Task goal ->
Each image should be skipped while the records are restated word for word.

┄┄┄┄┄┄┄┄┄┄┄┄┄┄┄┄┄┄┄┄

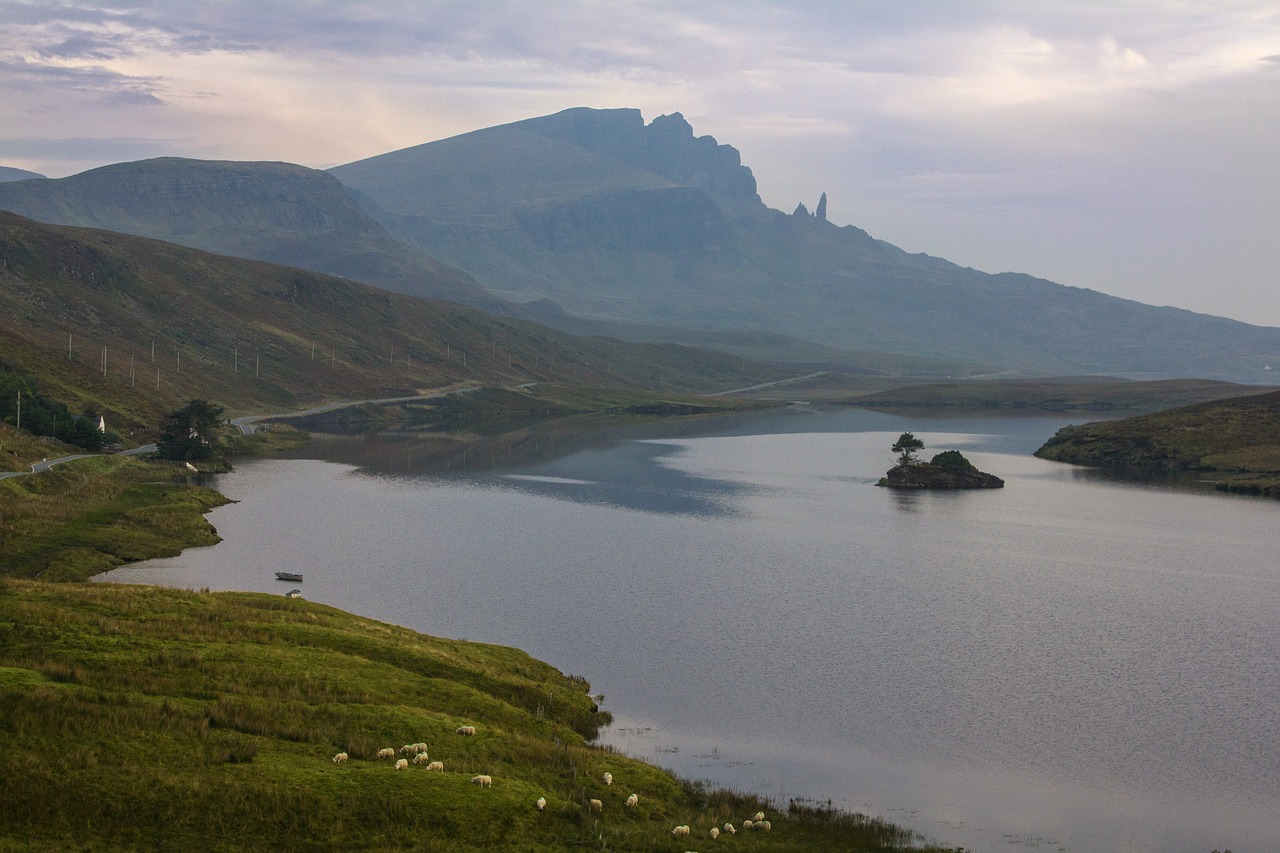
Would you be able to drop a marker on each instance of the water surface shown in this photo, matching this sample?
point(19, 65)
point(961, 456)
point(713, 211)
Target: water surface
point(1077, 661)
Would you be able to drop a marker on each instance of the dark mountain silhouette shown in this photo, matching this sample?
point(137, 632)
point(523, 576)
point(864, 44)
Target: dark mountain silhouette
point(615, 219)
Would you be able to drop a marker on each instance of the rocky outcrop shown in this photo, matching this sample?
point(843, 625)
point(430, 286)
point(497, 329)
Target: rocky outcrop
point(923, 475)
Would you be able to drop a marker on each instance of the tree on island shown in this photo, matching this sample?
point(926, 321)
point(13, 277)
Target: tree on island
point(906, 447)
point(192, 432)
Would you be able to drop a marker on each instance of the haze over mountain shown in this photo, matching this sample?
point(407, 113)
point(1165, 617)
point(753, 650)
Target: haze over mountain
point(9, 173)
point(616, 219)
point(273, 211)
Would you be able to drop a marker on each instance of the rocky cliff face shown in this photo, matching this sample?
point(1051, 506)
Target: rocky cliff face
point(666, 146)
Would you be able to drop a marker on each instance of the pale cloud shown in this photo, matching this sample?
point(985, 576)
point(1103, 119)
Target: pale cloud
point(1074, 140)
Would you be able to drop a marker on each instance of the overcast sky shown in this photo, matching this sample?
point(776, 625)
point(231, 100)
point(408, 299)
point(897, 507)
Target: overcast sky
point(1130, 147)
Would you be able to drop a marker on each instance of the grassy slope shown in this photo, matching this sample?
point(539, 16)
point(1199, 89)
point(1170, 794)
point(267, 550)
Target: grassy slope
point(90, 515)
point(1240, 434)
point(137, 717)
point(1055, 395)
point(259, 338)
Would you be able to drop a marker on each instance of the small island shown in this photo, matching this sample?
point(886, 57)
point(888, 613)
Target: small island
point(946, 470)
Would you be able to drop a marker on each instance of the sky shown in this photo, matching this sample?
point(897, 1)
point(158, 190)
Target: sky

┄┄┄┄┄┄┄┄┄┄┄┄┄┄┄┄┄┄┄┄

Response box ->
Would you be able to drop a marker on each instance of the water surface shown in this photo, matching this sample?
point(19, 65)
point(961, 456)
point(713, 211)
Target: water surface
point(1077, 661)
Would you be able to drop a marker on each instance of the dark mountain silhouette shown in this photo, matching this sample?
point(137, 632)
point(523, 576)
point(864, 44)
Target: dark mountain silhouette
point(615, 219)
Would you be able to drop a marker on each instance of the rocky outcrop shown in this photo, matching this sample?
point(843, 625)
point(430, 286)
point(497, 329)
Target: rocky outcrop
point(923, 475)
Would you be able to drop a marker on each instance of the tree on island shown in this photo, matching this sample?
point(926, 321)
point(13, 277)
Target: tree on island
point(906, 447)
point(192, 432)
Would you be able to drop a marker on each instance of the haze over mountain shown in this photo, matching this sample?
point(407, 113)
point(1165, 617)
point(753, 650)
Target: haze over mountain
point(9, 173)
point(616, 219)
point(273, 211)
Would you be able to drop a marker on each instance of the rocky cliff face shown in this photo, matching this sample?
point(1051, 506)
Target: rocky cliff face
point(666, 146)
Would you be able to drop a marker on each instance of the pale cloud shown in this photo, matching this sample?
point(985, 576)
point(1103, 119)
Target: pale cloud
point(1074, 140)
Would you be able to drop a marker on each instance of the overcast sky shown in this photo, matching this sample?
point(776, 625)
point(231, 100)
point(408, 299)
point(897, 507)
Target: overcast sky
point(1130, 147)
Would you be able to drop a marker on each instance of the grassy slope shown in this photo, matching this sample?
point(539, 16)
point(1199, 89)
point(1170, 794)
point(267, 550)
Target: grassy slope
point(90, 515)
point(1240, 434)
point(137, 717)
point(1055, 395)
point(259, 338)
Would you be able to drop a marker on each instance of the small island shown in this photo, matching this sample?
point(886, 57)
point(888, 613)
Target: small island
point(946, 470)
Would you be able to drop a marker on each instance of the sky shown in this photo, matching this sample?
point(897, 1)
point(158, 190)
Target: sky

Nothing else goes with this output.